Records for the task
════════════════════

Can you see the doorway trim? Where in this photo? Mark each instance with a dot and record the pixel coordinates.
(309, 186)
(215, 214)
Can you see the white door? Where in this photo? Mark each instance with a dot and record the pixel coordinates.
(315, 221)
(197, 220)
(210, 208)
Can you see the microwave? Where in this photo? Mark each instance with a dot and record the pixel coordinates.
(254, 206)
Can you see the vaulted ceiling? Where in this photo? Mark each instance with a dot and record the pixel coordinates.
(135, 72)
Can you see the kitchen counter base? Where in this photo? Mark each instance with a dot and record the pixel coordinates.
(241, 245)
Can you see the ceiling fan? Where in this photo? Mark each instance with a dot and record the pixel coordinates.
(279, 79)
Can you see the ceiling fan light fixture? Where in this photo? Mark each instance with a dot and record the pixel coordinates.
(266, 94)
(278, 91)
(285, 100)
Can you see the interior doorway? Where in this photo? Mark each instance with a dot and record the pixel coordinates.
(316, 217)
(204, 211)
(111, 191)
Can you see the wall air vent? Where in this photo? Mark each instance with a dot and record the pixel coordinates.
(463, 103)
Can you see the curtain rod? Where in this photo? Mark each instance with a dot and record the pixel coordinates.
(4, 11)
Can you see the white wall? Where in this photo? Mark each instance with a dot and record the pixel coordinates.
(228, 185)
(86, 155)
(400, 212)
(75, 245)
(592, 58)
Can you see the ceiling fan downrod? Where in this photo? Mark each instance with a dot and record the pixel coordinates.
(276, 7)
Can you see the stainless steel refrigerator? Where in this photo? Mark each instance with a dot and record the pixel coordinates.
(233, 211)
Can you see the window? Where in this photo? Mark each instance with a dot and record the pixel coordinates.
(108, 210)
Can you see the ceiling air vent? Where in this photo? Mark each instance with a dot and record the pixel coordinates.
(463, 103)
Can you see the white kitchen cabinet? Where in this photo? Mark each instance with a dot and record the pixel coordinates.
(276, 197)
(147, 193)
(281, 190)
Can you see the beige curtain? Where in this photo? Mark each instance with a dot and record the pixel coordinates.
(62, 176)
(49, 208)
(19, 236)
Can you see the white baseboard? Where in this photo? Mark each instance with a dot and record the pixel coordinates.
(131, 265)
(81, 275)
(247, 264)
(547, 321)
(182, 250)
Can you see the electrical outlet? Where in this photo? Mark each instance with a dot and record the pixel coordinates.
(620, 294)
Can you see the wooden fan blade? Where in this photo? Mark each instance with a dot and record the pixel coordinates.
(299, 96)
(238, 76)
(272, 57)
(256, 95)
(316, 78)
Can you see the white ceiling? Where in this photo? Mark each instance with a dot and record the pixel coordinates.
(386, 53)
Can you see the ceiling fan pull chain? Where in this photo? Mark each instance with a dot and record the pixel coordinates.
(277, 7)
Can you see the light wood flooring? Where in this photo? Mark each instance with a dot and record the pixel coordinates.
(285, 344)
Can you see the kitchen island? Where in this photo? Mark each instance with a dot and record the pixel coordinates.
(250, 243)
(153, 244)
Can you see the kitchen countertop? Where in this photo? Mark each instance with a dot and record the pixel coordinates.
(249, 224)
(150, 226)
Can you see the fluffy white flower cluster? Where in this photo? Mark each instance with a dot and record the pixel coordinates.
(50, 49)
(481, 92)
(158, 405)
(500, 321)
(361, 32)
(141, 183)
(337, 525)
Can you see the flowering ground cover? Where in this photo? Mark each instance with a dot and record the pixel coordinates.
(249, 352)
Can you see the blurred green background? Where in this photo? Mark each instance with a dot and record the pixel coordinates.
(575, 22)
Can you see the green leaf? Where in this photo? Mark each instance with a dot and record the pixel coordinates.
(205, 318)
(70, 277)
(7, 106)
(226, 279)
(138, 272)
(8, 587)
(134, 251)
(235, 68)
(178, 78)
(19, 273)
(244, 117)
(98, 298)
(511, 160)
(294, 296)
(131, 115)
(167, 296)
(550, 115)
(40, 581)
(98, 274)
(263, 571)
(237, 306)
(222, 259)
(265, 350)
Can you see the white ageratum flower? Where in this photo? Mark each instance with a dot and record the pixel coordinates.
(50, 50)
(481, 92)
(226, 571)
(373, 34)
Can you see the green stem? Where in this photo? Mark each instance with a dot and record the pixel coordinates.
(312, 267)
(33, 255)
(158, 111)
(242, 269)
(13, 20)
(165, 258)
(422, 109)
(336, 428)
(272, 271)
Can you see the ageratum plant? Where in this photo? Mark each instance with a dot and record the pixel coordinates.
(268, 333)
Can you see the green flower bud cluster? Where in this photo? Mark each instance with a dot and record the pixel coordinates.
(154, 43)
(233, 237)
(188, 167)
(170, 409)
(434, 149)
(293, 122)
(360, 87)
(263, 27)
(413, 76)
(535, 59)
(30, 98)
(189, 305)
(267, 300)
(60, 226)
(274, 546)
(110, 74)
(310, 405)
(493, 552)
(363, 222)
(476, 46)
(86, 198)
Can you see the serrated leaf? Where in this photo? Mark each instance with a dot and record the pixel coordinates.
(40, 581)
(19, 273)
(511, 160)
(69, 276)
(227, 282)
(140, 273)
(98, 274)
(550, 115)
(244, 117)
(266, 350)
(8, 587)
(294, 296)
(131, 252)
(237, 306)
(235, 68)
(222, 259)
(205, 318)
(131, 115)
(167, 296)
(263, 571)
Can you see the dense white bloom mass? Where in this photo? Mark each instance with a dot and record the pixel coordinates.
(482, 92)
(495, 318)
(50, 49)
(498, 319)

════════════════════

Activity
Everything in the data above should be set down again precisely.

Solution
Can you see the doorway trim? Where in this photo? Mark each instance with a dot and record the pixel coordinates.
(309, 186)
(215, 214)
Can you see the white door? Where in this photo? Mark each instance with a dot and record the pixel coordinates.
(315, 221)
(197, 220)
(210, 208)
Can you see the microwave? Where in this photo? Mark each instance with a dot and record the pixel coordinates.
(254, 206)
Can you see the vaulted ceiling? Where in this photo? Mark each instance with a dot and record the pixel coordinates.
(135, 72)
Can you see the kitchen counter base? Where in this photo? Mark each instance with a dot and record the pixel coordinates.
(241, 245)
Can you see the ceiling fan? Where in this photo? Mark each instance with a dot and record the pixel coordinates.
(279, 79)
Can you see the ceiling fan light fixture? Where in this photo? Mark each instance with a dot and record the pixel coordinates.
(266, 94)
(278, 91)
(285, 100)
Can you see the interior doorway? Where in this photo? Mark each instance with a dot and record the pixel coordinates.
(316, 217)
(204, 211)
(111, 191)
Can you see the wall air vent? Where in this photo? Mark each instance with a dot and record the pixel coordinates.
(463, 103)
Can you see the curtain rod? Where in this photo? Mark each instance with a dot and record the pixel coordinates.
(4, 11)
Can you see the white wall? Where in this photo? Mark each instance with a dot and record the pixel coordinates.
(228, 185)
(86, 155)
(400, 212)
(75, 245)
(592, 58)
Can you see the ceiling fan downrod? Where in this photo? Mark each instance with a dot and record the pixel coordinates.
(276, 7)
Can you see the stainless steel refrigerator? Where in this photo? Mark each instance with a dot and record the pixel coordinates.
(233, 211)
Can you see the window? Where in this photo? Mark each instance with a dot and record the pixel coordinates.
(108, 210)
Can you see the ceiling air vent? Where in this photo? Mark each instance with a dot and record the pixel coordinates.
(463, 103)
Can you see the white kitchen cabinet? Where in this photo? Mark each instance with a dot and record the pixel coordinates.
(276, 197)
(147, 193)
(281, 190)
Can you see the beige curtain? Where in this photo? Mark each instance with a dot and record the pixel coordinates.
(62, 176)
(49, 208)
(19, 236)
Can you see the white baseboard? Where in this photo? Mark each instance with a dot and record the pixel coordinates.
(131, 265)
(81, 275)
(247, 264)
(547, 321)
(182, 250)
Can you see the electrical outlet? Where in this photo? Mark each instance with a dot and record the pixel coordinates.
(620, 294)
Can you see the wooden fan blade? Where in this photo? Mark each instance with a dot and record the pixel coordinates.
(299, 96)
(238, 76)
(272, 57)
(256, 95)
(316, 78)
Can you see the white ceiling? Where in this photo? Mark each instance with a dot and record the pixel coordinates.
(386, 53)
Can you see the ceiling fan pull chain? Where in this photo? Mark each instance with a dot and record the pixel coordinates.
(277, 7)
Can you see the light wood flooring? Where in this photo? Mark each instance with a dot and record the pixel coordinates.
(285, 344)
Can you see the kitchen island? Where in this photo? Mark each instance with a dot and record the pixel coordinates.
(250, 243)
(153, 244)
Can you see the kitchen countertop? Where in this photo? Mark each instance with a dot and record the pixel coordinates.
(249, 224)
(150, 226)
Can you see the fluffy white flower cluster? Where in this photo? Mark each instance with a dot and record the pixel coordinates.
(50, 49)
(481, 92)
(158, 405)
(500, 321)
(361, 32)
(141, 183)
(337, 525)
Can you see the flowering ground cover? Where in this photo? Mark each instance with a dot and record the pixel coordinates.
(249, 352)
Can you see the blurred green background? Where in this photo? Mark each instance with a dot and record the pixel coordinates.
(575, 22)
Can you see the green leaf? Where in this photo? Mark each instance with a dot and record the pixel coordinates.
(205, 318)
(70, 277)
(7, 106)
(226, 279)
(138, 272)
(8, 587)
(134, 251)
(235, 68)
(178, 78)
(19, 273)
(244, 117)
(98, 298)
(511, 160)
(294, 296)
(131, 115)
(167, 296)
(550, 115)
(40, 581)
(98, 274)
(263, 571)
(237, 306)
(222, 259)
(265, 350)
Can you see the white ageratum flower? Where in this photo? Mark each instance with a dot and record the pixel coordinates.
(50, 50)
(481, 92)
(226, 571)
(373, 34)
Can you see the green stem? Where in this photo? Mark each instance with a dot and record the pixel coordinates.
(312, 267)
(33, 255)
(158, 111)
(242, 269)
(13, 20)
(165, 258)
(422, 109)
(336, 428)
(272, 271)
Can you see the ageratum plant? Where in this photo? Mark each instance with a dot and record the pixel coordinates.
(268, 333)
Can you see the green flower bud cluster? Where in this photo? Mark each instance with a dot and record the pixel coordinates.
(154, 43)
(233, 237)
(188, 167)
(170, 409)
(434, 149)
(293, 122)
(360, 87)
(263, 27)
(413, 76)
(535, 59)
(30, 98)
(189, 305)
(267, 300)
(60, 226)
(274, 546)
(110, 74)
(310, 405)
(493, 552)
(363, 222)
(476, 46)
(86, 198)
Can you see the serrated leaf? Where in this photo? Mark each instance with a dot and record the pixel coordinates.
(40, 581)
(19, 273)
(511, 160)
(69, 276)
(227, 282)
(140, 273)
(98, 274)
(550, 115)
(244, 117)
(266, 350)
(8, 587)
(294, 296)
(131, 252)
(237, 306)
(235, 68)
(222, 259)
(205, 318)
(131, 115)
(167, 296)
(263, 571)
Can you see the dense white bloom mass? Where in this photo? Mark each instance with a dot and record the pixel coordinates.
(482, 92)
(495, 318)
(50, 49)
(498, 319)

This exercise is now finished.